**Listed records**:

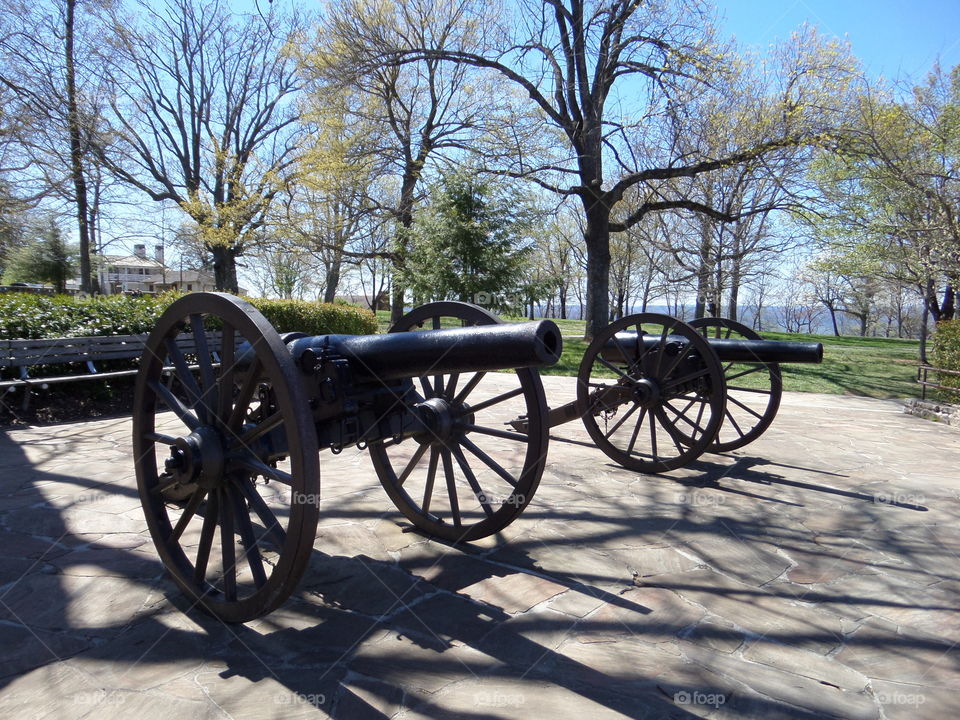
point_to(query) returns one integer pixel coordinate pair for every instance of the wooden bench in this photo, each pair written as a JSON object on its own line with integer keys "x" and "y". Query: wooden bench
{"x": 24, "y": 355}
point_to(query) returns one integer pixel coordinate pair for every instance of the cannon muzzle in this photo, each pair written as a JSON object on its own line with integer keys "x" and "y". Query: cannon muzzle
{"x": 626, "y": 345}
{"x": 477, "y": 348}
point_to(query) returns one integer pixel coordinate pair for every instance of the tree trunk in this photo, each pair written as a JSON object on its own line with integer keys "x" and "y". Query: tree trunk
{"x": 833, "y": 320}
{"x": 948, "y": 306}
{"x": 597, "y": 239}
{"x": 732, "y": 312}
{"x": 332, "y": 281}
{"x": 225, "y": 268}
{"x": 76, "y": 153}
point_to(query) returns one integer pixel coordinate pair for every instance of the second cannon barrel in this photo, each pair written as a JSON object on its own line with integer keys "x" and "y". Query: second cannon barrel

**What you will do**:
An exact restatement of the entries above is needed; no picture may appear in it.

**Response below**:
point_to(query) returns one integer pixel coordinate pair for every instance of the wooden bench in this photo, each pair written as a JSON object on its own line with integer keys "x" and "y". Query: wooden bench
{"x": 24, "y": 355}
point_to(query) returns one integer pixel coordinate pair for every instance of the cannon muzzle in this photo, each pair written as a JSON object on its own line with integer keys "x" and "y". Query: cannon muzzle
{"x": 626, "y": 345}
{"x": 477, "y": 348}
point_to(query) returns one integer pixel coordinate pair for every instance of the tree trunk in this photo, each pair written as a JSON object on its own line with integer keys "x" and "y". Query: tree trunk
{"x": 833, "y": 320}
{"x": 948, "y": 306}
{"x": 597, "y": 239}
{"x": 732, "y": 312}
{"x": 332, "y": 281}
{"x": 225, "y": 268}
{"x": 76, "y": 153}
point_to(query) returns one integer pixel coordinate pair for every instance of the second cannon barrel in this photo, each pair written as a JSON object on its own line with integer keys "x" and "y". Query: second cannon barrel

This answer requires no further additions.